What the exercise asks ▸
Search the entries below for "orange". Report each line where it occurs.

Available data ▸
§

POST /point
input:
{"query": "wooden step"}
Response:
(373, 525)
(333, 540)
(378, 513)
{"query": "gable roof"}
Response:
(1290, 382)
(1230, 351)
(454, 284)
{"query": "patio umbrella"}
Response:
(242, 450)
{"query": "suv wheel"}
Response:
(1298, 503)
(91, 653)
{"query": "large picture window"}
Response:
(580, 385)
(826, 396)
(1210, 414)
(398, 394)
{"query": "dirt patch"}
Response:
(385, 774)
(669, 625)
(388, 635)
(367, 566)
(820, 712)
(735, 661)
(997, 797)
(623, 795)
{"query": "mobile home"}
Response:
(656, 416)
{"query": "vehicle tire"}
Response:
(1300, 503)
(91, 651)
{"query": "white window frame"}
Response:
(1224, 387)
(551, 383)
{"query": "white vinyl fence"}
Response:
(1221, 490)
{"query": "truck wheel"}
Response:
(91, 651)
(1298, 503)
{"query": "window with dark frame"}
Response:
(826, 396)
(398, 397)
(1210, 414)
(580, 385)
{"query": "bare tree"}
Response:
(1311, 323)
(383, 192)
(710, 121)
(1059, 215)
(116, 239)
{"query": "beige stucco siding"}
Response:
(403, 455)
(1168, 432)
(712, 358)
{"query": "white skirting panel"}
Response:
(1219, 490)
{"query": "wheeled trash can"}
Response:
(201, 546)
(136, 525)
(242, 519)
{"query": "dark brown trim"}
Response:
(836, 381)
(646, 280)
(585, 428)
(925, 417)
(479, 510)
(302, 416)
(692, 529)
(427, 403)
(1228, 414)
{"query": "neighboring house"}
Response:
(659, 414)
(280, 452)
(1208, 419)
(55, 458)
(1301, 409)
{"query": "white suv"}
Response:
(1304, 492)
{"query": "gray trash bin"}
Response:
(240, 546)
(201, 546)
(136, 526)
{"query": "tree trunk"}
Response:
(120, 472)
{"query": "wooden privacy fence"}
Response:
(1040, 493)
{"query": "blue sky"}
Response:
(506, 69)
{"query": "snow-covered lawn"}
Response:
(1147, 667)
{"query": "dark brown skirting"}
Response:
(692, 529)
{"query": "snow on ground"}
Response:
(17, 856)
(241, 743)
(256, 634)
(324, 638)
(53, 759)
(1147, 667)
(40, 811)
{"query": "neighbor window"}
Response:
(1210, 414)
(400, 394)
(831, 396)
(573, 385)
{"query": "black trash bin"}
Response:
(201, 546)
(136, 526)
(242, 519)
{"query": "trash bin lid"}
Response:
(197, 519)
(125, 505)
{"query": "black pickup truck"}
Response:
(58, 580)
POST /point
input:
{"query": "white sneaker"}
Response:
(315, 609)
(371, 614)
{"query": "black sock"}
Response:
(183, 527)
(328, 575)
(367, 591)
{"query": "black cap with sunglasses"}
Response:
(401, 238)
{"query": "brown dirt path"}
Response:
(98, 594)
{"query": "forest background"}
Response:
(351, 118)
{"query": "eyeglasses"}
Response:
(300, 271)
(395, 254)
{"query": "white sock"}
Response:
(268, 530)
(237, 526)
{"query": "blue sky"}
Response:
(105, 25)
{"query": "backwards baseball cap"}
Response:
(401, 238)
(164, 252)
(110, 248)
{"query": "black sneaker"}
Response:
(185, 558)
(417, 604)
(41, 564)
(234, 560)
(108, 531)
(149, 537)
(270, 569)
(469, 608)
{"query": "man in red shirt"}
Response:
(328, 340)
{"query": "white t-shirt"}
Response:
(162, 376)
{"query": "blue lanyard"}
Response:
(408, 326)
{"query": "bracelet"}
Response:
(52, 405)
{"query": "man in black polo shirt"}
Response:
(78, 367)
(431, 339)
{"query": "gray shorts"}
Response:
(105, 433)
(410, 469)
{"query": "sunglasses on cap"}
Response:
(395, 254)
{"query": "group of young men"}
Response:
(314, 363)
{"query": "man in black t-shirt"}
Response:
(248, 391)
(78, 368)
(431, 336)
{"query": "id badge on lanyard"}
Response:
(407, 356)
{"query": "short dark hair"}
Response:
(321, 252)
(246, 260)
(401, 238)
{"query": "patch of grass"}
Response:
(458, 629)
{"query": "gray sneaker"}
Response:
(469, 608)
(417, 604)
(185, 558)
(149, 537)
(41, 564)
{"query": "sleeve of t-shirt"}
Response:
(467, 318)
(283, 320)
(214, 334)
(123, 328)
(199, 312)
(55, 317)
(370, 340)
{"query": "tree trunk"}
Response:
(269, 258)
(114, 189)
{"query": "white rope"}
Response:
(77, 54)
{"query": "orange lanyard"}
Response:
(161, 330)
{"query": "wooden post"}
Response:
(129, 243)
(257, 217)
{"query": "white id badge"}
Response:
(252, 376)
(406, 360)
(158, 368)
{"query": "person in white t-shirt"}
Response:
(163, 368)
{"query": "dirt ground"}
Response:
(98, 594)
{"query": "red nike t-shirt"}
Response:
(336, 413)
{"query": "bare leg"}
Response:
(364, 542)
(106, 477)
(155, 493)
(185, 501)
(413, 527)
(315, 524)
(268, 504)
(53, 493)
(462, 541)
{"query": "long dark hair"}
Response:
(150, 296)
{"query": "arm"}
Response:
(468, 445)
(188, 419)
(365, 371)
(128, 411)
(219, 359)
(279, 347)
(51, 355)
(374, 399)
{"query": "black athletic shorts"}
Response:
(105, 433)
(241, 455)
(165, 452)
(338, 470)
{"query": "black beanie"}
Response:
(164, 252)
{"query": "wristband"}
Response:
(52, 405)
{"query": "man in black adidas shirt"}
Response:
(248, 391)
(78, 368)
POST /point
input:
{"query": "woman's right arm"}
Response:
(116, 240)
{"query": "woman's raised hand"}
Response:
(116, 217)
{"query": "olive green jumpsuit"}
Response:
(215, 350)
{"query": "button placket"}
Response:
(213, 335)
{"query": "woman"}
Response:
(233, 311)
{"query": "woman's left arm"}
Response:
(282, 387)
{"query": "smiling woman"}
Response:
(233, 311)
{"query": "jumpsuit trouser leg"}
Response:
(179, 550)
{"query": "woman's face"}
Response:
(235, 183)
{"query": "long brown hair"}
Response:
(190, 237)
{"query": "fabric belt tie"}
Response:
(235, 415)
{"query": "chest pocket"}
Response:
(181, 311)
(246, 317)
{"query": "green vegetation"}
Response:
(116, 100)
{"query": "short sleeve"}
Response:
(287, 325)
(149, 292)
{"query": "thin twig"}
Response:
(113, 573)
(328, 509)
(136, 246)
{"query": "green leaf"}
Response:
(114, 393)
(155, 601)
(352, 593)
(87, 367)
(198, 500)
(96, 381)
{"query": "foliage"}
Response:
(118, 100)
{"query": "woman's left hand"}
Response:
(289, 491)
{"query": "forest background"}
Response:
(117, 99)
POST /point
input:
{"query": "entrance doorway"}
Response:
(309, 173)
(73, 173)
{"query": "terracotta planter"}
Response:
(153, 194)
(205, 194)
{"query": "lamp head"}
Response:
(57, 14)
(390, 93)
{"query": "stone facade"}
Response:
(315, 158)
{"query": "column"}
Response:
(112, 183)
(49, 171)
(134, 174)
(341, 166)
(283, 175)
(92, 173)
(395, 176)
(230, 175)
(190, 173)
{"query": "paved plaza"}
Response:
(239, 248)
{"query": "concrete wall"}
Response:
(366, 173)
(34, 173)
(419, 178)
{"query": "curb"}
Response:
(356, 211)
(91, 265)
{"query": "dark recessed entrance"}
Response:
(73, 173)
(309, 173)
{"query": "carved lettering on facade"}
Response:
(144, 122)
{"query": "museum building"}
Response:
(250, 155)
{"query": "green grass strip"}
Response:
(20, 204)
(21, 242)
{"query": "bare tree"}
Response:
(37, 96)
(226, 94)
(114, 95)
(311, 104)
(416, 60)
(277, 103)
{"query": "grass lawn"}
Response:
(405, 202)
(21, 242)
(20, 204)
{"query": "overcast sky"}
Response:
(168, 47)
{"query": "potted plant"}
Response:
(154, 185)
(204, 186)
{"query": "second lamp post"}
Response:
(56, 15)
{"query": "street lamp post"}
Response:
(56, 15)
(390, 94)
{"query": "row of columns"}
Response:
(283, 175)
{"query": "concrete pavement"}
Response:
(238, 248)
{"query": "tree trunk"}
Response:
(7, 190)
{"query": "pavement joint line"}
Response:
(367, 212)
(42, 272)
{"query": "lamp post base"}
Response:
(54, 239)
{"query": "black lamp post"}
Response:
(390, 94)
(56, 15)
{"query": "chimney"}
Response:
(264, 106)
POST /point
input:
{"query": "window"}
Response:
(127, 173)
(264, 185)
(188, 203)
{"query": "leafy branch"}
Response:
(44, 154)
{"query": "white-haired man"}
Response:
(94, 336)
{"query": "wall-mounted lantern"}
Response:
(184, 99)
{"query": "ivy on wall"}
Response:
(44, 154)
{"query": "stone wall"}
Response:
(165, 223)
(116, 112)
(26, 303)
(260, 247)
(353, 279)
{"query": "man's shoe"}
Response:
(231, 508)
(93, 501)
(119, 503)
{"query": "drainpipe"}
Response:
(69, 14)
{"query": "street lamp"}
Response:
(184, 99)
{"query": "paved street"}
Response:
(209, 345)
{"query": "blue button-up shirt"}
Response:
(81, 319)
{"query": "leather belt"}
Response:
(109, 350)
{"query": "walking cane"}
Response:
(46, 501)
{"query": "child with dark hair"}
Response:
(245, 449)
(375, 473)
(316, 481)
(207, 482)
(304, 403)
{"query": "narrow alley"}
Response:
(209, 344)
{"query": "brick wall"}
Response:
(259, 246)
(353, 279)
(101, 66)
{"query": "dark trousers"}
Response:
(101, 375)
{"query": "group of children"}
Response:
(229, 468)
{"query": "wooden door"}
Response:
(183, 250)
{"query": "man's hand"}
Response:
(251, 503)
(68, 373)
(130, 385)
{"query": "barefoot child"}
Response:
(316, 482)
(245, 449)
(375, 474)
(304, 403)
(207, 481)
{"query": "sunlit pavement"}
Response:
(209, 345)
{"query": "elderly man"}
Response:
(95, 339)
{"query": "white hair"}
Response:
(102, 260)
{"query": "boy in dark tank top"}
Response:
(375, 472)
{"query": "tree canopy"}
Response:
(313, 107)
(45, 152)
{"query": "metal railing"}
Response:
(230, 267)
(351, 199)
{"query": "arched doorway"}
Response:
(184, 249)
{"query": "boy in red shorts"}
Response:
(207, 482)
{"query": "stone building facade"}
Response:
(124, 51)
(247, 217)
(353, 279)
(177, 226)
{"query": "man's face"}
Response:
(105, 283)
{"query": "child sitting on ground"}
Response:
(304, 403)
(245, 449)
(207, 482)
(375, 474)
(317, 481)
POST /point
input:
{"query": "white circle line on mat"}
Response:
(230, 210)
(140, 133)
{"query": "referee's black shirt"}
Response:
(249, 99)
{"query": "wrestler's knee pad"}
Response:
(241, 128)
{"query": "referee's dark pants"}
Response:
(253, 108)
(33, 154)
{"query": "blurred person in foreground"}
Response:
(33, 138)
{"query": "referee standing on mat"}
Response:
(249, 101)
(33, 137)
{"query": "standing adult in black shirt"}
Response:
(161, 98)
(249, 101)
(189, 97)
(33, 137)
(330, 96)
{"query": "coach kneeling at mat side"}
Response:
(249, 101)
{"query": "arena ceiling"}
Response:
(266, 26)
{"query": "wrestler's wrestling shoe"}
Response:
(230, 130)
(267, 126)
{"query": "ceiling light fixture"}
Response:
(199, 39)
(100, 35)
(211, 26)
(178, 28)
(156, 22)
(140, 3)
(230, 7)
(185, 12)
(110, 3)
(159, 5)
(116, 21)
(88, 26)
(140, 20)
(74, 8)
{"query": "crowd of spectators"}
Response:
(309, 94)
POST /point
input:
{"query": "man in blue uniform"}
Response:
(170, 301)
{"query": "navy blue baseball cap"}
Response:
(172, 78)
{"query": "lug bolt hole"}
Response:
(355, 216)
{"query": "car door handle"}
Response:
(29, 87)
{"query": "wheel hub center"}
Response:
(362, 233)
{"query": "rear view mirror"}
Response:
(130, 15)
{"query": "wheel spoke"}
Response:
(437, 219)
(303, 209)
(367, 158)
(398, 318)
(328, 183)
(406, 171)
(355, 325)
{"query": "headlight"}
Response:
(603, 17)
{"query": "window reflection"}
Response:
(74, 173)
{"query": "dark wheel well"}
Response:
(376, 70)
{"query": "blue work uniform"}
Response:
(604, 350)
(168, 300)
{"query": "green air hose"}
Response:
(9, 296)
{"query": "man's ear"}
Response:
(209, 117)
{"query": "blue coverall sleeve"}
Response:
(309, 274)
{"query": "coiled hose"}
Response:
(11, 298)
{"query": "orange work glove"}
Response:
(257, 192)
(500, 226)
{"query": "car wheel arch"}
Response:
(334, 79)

§

Response to the task ▸
{"query": "orange lanyard"}
{"query": "orange work glove"}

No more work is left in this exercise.